[[ Data for analysis, beginning ]]
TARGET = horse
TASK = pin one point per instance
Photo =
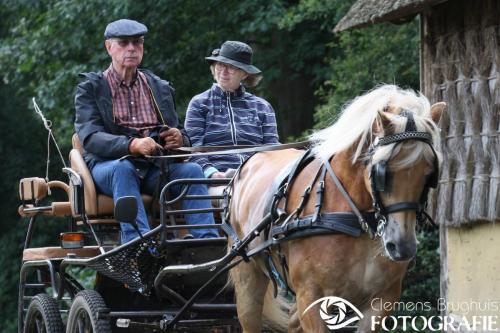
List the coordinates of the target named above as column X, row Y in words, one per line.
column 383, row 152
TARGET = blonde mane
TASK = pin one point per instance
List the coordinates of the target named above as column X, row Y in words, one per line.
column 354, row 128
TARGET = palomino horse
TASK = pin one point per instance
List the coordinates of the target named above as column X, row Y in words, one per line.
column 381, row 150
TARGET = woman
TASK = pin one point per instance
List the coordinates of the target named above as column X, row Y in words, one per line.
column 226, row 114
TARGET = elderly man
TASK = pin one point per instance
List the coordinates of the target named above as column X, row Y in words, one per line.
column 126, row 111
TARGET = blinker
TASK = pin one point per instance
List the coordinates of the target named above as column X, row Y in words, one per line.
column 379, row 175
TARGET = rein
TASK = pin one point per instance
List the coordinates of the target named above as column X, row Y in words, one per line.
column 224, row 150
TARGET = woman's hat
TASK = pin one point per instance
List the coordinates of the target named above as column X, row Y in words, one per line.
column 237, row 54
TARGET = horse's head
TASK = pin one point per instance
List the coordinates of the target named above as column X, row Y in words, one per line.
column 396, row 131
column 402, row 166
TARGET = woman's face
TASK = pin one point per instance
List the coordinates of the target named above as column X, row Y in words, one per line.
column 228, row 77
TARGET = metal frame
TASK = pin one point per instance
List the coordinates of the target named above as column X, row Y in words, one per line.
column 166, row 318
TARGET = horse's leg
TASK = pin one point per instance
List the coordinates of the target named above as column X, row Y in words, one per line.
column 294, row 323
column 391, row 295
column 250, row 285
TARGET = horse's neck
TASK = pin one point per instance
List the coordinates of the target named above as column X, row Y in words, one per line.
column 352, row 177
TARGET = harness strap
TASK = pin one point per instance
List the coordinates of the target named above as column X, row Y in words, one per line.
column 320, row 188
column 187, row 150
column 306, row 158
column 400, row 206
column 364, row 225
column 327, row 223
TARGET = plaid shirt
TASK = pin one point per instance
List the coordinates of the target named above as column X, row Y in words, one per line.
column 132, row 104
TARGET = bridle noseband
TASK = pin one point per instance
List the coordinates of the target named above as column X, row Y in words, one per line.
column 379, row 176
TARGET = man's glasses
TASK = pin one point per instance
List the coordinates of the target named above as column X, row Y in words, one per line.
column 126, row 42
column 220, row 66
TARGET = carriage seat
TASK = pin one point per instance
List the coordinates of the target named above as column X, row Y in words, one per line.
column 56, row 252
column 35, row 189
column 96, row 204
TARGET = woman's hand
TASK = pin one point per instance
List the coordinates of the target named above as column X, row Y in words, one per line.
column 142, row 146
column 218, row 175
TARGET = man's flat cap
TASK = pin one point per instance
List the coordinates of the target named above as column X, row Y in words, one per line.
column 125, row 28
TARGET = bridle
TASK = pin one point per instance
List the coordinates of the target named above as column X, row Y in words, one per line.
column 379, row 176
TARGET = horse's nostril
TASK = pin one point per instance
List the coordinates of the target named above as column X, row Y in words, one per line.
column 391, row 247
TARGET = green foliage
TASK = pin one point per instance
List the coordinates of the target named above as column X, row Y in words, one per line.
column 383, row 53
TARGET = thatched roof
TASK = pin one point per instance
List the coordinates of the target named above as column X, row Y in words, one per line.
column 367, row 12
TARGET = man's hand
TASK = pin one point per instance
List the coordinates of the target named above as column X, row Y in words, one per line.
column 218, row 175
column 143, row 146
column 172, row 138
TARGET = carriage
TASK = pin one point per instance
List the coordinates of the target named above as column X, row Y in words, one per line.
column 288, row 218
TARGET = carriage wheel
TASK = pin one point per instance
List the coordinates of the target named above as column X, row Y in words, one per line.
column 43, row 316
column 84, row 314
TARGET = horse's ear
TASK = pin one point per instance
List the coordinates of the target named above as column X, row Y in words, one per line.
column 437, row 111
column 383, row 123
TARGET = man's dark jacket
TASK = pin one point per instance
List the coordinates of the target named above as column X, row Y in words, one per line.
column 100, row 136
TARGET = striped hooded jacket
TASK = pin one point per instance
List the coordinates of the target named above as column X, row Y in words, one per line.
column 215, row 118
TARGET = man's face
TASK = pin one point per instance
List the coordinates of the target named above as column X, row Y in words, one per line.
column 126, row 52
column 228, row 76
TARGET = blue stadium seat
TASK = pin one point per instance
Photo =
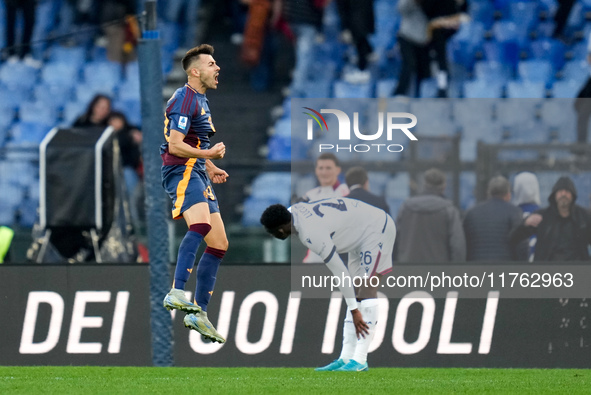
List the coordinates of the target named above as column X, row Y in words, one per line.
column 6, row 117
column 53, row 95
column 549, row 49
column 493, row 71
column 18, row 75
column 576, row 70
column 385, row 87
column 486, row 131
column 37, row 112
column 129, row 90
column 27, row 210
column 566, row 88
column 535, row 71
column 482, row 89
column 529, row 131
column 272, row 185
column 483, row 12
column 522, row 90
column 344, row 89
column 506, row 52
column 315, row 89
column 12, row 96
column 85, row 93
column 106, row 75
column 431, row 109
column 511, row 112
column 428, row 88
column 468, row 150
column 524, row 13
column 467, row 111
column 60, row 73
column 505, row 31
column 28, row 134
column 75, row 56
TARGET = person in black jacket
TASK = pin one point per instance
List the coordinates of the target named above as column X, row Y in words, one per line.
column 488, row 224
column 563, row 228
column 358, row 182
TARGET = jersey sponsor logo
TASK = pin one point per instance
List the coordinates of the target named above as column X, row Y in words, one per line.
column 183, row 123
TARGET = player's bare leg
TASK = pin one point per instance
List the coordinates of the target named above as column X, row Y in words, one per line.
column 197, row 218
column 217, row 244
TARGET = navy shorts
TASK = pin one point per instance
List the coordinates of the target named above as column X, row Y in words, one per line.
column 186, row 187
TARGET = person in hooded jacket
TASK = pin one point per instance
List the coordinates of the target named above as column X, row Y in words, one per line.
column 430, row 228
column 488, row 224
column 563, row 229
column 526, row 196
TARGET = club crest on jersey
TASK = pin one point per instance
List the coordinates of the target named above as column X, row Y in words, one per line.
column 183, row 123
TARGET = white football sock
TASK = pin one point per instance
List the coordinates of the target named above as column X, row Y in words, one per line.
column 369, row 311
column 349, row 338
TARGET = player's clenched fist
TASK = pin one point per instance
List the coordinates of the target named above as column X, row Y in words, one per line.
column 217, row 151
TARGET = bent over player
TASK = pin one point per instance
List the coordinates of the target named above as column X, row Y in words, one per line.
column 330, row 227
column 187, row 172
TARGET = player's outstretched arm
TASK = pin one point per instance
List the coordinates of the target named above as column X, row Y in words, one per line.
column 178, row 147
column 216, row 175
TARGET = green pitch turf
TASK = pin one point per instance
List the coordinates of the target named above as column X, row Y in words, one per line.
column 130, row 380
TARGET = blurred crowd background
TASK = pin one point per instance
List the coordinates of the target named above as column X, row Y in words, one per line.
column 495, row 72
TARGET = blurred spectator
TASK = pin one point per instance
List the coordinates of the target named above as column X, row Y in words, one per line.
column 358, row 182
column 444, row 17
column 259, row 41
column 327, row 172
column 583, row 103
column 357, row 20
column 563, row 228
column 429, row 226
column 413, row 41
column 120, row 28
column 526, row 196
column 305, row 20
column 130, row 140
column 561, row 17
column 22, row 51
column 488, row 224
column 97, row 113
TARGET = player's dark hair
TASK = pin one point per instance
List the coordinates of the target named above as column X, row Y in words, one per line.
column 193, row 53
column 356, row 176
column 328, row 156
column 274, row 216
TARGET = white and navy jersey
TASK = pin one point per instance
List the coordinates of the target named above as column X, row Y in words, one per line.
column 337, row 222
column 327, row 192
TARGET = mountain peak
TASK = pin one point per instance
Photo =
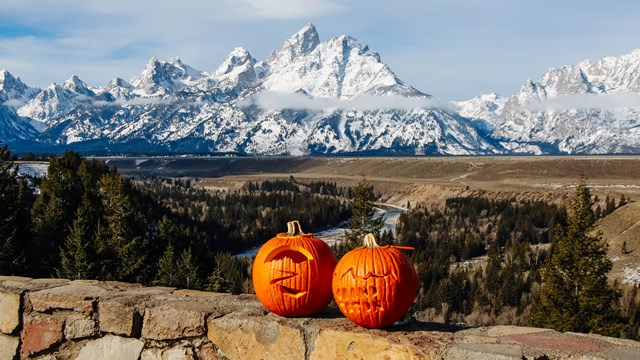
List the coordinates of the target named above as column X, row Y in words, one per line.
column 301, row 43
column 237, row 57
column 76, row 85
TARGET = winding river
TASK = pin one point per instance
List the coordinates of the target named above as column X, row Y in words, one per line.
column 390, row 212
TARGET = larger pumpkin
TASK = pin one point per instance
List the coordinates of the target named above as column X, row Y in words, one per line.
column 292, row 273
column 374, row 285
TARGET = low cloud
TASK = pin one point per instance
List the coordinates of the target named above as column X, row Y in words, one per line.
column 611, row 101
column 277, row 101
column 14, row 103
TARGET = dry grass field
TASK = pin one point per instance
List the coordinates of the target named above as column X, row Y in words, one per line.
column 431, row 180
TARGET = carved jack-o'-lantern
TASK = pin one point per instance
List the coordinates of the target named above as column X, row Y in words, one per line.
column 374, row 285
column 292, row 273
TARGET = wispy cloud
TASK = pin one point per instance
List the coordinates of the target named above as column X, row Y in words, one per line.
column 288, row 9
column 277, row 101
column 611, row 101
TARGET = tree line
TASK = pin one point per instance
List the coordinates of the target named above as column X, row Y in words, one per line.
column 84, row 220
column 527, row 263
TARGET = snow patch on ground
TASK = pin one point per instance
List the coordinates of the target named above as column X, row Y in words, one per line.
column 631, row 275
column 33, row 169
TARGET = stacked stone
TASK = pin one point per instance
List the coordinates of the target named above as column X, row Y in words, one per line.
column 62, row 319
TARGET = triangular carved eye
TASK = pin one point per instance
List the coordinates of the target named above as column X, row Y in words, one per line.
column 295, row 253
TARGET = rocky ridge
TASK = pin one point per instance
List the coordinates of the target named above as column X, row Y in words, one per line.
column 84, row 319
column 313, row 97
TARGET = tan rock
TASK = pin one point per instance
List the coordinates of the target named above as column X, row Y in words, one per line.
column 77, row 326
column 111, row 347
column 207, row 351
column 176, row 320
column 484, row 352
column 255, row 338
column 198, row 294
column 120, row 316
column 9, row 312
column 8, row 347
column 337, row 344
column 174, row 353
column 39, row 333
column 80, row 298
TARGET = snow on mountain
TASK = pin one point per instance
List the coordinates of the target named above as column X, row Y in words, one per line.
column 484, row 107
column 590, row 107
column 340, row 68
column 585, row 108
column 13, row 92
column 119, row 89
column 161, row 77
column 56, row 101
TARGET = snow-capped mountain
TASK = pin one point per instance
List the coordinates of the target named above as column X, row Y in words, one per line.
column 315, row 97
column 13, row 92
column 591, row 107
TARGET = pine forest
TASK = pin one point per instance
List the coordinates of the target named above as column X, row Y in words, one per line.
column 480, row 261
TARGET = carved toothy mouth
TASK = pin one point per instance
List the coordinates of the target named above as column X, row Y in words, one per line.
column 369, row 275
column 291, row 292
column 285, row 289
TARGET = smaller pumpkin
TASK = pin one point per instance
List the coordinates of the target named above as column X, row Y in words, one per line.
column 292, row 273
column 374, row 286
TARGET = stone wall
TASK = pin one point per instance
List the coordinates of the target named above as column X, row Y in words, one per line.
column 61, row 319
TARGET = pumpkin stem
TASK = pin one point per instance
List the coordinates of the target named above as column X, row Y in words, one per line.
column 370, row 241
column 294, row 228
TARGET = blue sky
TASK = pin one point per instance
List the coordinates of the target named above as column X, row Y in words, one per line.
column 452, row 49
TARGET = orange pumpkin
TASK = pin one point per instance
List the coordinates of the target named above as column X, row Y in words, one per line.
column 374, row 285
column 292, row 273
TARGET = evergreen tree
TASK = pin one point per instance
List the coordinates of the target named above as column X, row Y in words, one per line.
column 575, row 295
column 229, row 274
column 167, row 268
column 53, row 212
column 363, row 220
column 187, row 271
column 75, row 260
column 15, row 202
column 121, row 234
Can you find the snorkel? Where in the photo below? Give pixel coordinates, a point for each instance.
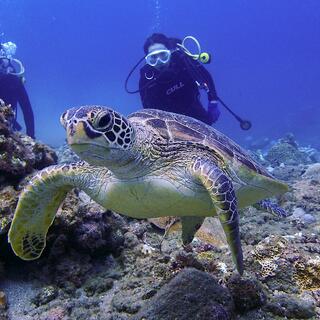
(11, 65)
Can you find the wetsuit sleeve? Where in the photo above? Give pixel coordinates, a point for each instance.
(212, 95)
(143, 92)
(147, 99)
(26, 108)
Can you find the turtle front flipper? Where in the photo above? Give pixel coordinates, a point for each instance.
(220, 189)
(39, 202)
[[ Data for analysis, end ]]
Exercise: Filter these records, keeping every line where the word "pumpkin" occurs.

Response to this task:
TARGET = larger pumpkin
TARGET = smaller pumpkin
TARGET = pumpkin stem
TARGET = orange pumpkin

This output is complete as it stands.